Problem to work on:
Lines from the one containing "Would you be able to point out the shirt" through the last line of the data are to be returned exactly, both ends included, minus any pictures.

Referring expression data
BEGIN

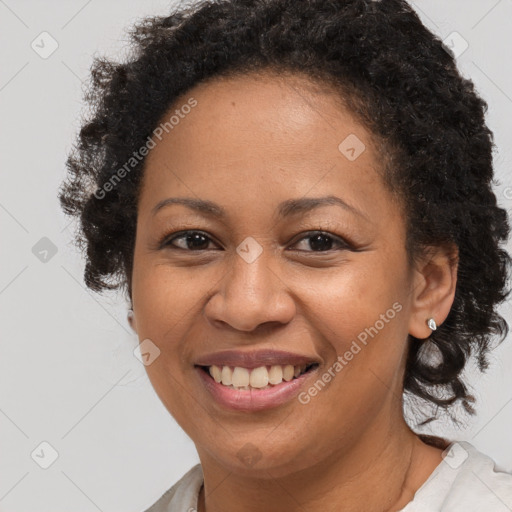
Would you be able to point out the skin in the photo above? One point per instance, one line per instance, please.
(252, 142)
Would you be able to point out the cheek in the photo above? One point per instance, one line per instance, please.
(163, 297)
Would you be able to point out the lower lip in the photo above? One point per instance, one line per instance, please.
(254, 399)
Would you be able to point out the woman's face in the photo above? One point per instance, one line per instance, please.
(258, 287)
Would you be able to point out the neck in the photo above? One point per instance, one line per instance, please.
(379, 473)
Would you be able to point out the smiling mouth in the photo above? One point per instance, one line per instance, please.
(262, 377)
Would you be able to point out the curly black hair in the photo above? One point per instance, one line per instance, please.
(396, 77)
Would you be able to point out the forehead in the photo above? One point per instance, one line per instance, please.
(262, 138)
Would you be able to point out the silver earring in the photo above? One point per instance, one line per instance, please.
(432, 324)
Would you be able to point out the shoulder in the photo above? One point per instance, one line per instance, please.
(182, 496)
(465, 481)
(479, 484)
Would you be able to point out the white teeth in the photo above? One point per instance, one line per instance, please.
(275, 375)
(227, 375)
(216, 373)
(262, 377)
(259, 377)
(288, 372)
(240, 377)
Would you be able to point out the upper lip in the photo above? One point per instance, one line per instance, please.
(254, 359)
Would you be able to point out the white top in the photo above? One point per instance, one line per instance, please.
(465, 481)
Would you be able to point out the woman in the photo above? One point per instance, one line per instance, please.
(296, 197)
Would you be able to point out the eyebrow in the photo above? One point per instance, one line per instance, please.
(285, 209)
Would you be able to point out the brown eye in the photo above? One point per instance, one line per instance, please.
(320, 241)
(189, 241)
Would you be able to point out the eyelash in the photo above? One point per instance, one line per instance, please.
(167, 242)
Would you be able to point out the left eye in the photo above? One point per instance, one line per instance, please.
(319, 241)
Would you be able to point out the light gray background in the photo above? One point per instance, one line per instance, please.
(67, 372)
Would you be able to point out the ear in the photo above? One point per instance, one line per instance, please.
(434, 283)
(131, 320)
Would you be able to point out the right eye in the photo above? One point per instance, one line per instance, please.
(189, 240)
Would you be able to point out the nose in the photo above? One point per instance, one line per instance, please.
(251, 295)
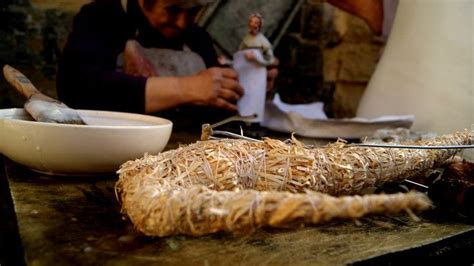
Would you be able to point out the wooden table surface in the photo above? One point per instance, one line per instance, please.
(47, 220)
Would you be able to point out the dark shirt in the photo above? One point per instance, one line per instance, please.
(87, 76)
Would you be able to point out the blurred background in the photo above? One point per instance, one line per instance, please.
(325, 53)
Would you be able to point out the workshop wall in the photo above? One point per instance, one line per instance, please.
(326, 55)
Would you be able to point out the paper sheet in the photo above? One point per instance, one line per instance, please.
(253, 79)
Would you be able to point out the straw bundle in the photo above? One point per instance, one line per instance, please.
(237, 185)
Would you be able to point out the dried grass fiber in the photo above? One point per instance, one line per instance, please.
(238, 185)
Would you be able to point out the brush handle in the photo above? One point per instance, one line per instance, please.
(20, 82)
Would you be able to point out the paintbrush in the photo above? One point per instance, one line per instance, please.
(41, 107)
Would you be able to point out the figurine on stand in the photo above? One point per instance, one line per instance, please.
(256, 40)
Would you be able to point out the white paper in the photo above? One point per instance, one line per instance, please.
(253, 79)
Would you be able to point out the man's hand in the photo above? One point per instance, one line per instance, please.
(215, 86)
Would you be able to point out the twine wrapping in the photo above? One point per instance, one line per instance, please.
(237, 185)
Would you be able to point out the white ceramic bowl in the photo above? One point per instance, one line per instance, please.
(108, 140)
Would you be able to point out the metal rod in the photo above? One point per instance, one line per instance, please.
(234, 118)
(232, 135)
(412, 146)
(417, 184)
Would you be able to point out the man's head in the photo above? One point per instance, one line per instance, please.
(172, 17)
(255, 23)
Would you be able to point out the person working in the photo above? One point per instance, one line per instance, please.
(87, 72)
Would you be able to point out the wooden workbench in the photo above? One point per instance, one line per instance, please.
(77, 221)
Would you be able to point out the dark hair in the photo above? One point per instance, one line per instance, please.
(149, 4)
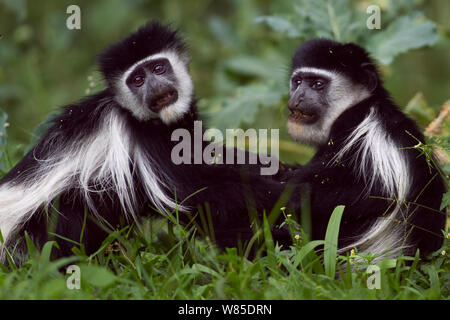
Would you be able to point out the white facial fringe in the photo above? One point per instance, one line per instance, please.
(342, 95)
(378, 158)
(106, 161)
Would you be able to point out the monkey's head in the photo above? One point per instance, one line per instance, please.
(327, 78)
(148, 74)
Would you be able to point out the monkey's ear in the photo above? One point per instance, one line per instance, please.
(370, 76)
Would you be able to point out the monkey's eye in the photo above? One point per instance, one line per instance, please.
(138, 81)
(318, 84)
(159, 69)
(296, 82)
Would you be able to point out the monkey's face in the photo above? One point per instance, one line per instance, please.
(157, 87)
(317, 98)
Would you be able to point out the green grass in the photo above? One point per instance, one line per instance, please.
(161, 262)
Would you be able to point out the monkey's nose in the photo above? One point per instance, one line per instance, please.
(163, 99)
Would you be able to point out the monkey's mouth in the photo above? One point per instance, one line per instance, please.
(163, 100)
(302, 116)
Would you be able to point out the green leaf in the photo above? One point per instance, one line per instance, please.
(244, 106)
(419, 110)
(403, 34)
(445, 200)
(331, 241)
(305, 250)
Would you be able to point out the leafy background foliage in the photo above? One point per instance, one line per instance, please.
(241, 54)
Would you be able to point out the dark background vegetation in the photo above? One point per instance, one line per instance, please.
(239, 65)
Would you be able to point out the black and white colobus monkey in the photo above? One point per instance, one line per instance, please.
(365, 158)
(110, 155)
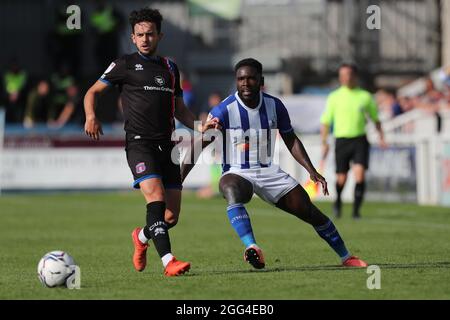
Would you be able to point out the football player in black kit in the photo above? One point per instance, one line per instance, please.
(151, 98)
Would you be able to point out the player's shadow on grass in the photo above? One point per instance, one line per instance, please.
(426, 265)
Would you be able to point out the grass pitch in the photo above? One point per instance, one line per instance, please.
(410, 244)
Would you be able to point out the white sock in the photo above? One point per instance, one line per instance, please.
(142, 237)
(166, 259)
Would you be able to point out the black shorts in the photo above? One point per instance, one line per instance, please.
(149, 159)
(351, 149)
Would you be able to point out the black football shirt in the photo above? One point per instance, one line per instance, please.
(148, 86)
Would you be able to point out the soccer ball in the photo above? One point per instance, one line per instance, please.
(54, 268)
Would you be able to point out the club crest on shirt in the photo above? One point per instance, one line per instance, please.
(140, 167)
(159, 80)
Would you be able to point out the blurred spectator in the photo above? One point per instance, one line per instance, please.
(387, 103)
(431, 101)
(60, 81)
(106, 23)
(215, 170)
(38, 103)
(14, 87)
(188, 93)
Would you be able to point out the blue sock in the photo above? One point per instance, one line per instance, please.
(329, 233)
(240, 221)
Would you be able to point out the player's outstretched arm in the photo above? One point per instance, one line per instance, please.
(199, 143)
(298, 151)
(92, 126)
(183, 114)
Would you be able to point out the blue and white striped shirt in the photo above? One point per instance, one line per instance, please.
(249, 133)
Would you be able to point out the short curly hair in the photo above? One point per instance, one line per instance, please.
(249, 62)
(148, 15)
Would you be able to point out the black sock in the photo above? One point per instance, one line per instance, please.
(359, 195)
(156, 229)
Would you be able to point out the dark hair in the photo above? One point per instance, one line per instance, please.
(350, 65)
(249, 62)
(146, 14)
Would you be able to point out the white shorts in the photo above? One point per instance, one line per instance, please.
(270, 184)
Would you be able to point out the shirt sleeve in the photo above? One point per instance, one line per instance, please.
(327, 115)
(178, 90)
(372, 109)
(216, 113)
(115, 73)
(283, 119)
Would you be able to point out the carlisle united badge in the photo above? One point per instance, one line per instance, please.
(140, 167)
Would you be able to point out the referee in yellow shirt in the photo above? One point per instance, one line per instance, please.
(346, 111)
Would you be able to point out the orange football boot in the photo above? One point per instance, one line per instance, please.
(140, 251)
(354, 261)
(176, 268)
(254, 256)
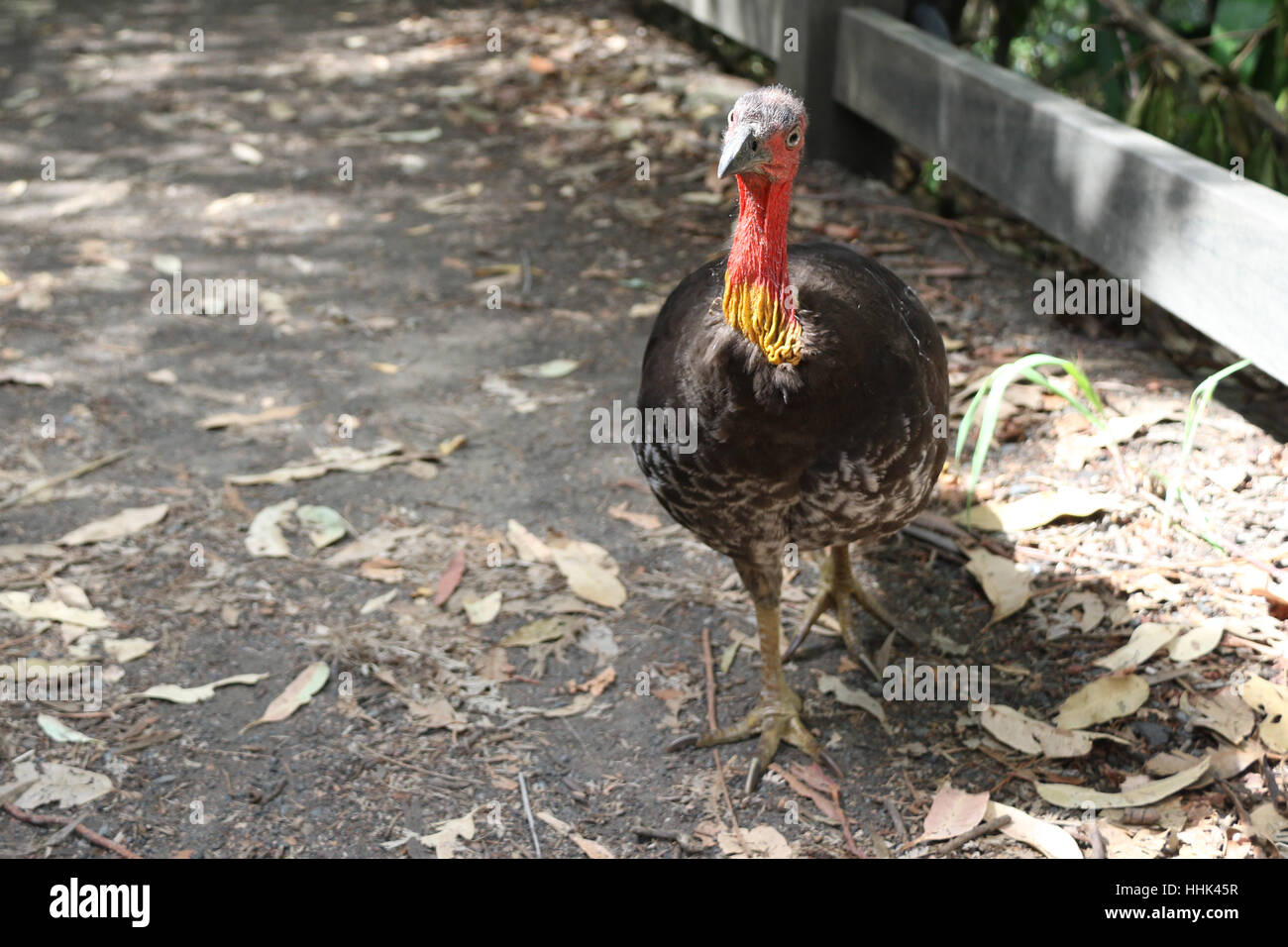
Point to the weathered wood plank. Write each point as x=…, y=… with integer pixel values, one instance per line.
x=1210, y=249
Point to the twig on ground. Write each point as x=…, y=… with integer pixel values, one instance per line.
x=982, y=828
x=62, y=478
x=527, y=810
x=88, y=834
x=686, y=841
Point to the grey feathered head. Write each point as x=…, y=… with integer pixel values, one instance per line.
x=765, y=134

END

Finished exercise:
Would you be able to point out the shirt sleeve in the photo above? One point per instance, one line per instance, please.
(327, 115)
(178, 90)
(372, 109)
(216, 113)
(115, 73)
(283, 119)
Would you be able to point out the carlisle united badge in the photo above? One point per instance, one line per instance, please.
(140, 167)
Would you be able to point out the referee in yellow shirt in the photo above? One point per instance, one line per instance, please.
(346, 111)
Would you be able to point out the orange football boot in the photo above? One point per instance, one line per instance, please.
(140, 251)
(354, 261)
(176, 268)
(254, 256)
Point to the weathered wood plank. Write each point as x=…, y=… with integer pixel values, one instance per line.
x=1210, y=249
Point to the twig on ground. Write each point as x=…, y=… with integer pixel values, one instance per line.
x=982, y=828
x=62, y=478
x=527, y=810
x=88, y=834
x=686, y=841
Point to the grey feathered head. Write each point as x=…, y=… with integer pixel values, one instance per line.
x=765, y=134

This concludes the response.